(CONSIGNES):
A) Relevez, dans l'extrait sur le spam sur Instagram, tout ce dont les spams se repaissent selon le texte.
B) Poursuivez l'extrait sur le spam sur Instagram à partir de sa dernière phrase.
== EXTRAIT
Le feed de notre collègue Nicholas DeLeon consiste essentiellement en un flux de corgis et de combattants de MMA. Image : Nicholas DeLeon.

Selon Narang, l’objectif de ces comptes est de se retrouver dans la partie “Explore” d’Instagram. Les comptes qui partagent des images comparables – voire identiques – se likent et se commentent mutuellement, créant ainsi un “effet de réseau” grâce auquel ceux qui ont beaucoup d’abonnés aident les plus petits comptes à grossir.

Il note aussi qu’il a déjà vu des spams semblables par le passé : “On a déjà vu des posts demandant aux utilisateurs d’”appuyer deux fois pour X”, mais la variante actuelle va plus loin en tentant de faire croire à l’utilisateur que son commentaire va modifier l’image. Comme on peut s’y attendre, il ne se passe rien de “magique” au final, même si certains continuent à y croire.”

Il est intéressant de voir combien ce genre de choses faites à la va-vite fonctionnent parfois mieux que des campagnes de marketing en bonne et due forme. Le “call to action” est l’un des plus vieux trucs du marketing, tout comme l’utilisation de la couleur rouge, dont on sait qu’elle attire l’attention et stimule l’impulsivité.

Clique deux fois et commente “tombe” pour que la magie opère.

Instagram a un problème avec les spams depuis quelques années, ce qui a valu à certains commentateurs d’affirmer que “le futur d’Instagram, c’est le spam.” Le site est infesté de pubs pour des sites de “rencontres pour adultes“, d’images volées et de “questionnaires de satisfaction“dont la seule récompense est un vol d’identité. Les spams se repaissent de notre vanité, de notre frustration sexuelle et de notre avidité, misant tout sur les plus bas instincts. Nombre de comptes de spam ne postent même pas d’images ; ils se contentent de promettre “100 FOLLOWERS OU PLUS.”
====
== DONNÉES AFFICHÉES
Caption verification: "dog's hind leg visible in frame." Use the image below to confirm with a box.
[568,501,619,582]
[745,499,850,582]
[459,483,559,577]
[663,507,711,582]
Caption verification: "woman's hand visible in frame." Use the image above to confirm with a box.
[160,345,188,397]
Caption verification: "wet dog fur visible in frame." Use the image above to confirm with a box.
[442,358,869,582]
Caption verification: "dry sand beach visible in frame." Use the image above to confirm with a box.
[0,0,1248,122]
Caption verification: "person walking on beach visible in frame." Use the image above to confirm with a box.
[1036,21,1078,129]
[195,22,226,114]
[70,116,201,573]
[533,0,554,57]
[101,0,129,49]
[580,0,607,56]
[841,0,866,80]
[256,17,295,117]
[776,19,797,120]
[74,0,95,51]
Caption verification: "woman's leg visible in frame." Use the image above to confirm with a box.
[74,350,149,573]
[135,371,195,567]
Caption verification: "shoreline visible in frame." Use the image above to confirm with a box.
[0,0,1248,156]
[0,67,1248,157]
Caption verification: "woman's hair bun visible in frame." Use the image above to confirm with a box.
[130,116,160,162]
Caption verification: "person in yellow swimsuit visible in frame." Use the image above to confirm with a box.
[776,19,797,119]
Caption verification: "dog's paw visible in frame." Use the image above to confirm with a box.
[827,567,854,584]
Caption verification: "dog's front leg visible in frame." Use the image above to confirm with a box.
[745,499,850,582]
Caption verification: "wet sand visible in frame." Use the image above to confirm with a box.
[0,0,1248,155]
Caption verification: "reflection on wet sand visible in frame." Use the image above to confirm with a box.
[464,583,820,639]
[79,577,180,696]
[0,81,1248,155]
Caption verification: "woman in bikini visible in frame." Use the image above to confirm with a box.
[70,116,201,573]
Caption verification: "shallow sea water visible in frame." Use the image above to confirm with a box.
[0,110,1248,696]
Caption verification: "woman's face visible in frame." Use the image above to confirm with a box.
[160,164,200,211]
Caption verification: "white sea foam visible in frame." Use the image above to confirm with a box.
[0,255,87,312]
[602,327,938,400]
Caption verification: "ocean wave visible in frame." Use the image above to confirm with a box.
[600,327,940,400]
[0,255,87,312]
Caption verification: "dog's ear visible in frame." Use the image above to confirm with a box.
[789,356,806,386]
====
(RÉPONSES ATTENDUES):
A)
- notre vanité
- notre frustration sexuelle
- notre avidité

B)
Les photos dotées de cercles rouges profitent aussi du fait qu’Instagram ait en quelque sorte légitimé le spam en l’attribuant à la simple nature humaine, surtout parmi les utilisateurs les plus jeunes. Les commentaires en un mot du style “preum’s” et la promesse implicite d’échanger les likes et les abonnements font la loi sur le réseau, et ce n’est pas la faute des robots. Dans ce paysage, les pros du marketing naviguent à vue : où se situe la frontière entre marketing et spam, quand tout ressemble plus ou moins à du spam ?

La course aux likes est une véritable affaire de dalleux.

C’est marrant de voir comment le spam est devenu une véritable esthétique, plus ou moins volontairement, au fil des ans, grâce à ces innombrables images. Pendant ce temps-là, sur YouTube, une chaîne de type “copypasta” continue à tourner, promettant aux heureux élus de gagner un iPad qu’ils trouveront sous leur oreiller (sans déconner). On a aussi tous eu affaire au “spooky skeleton” qui hante les forums, tandis que sur Twitter, les faux comptes de jeunes filles sexy promettant des followers se multiplient.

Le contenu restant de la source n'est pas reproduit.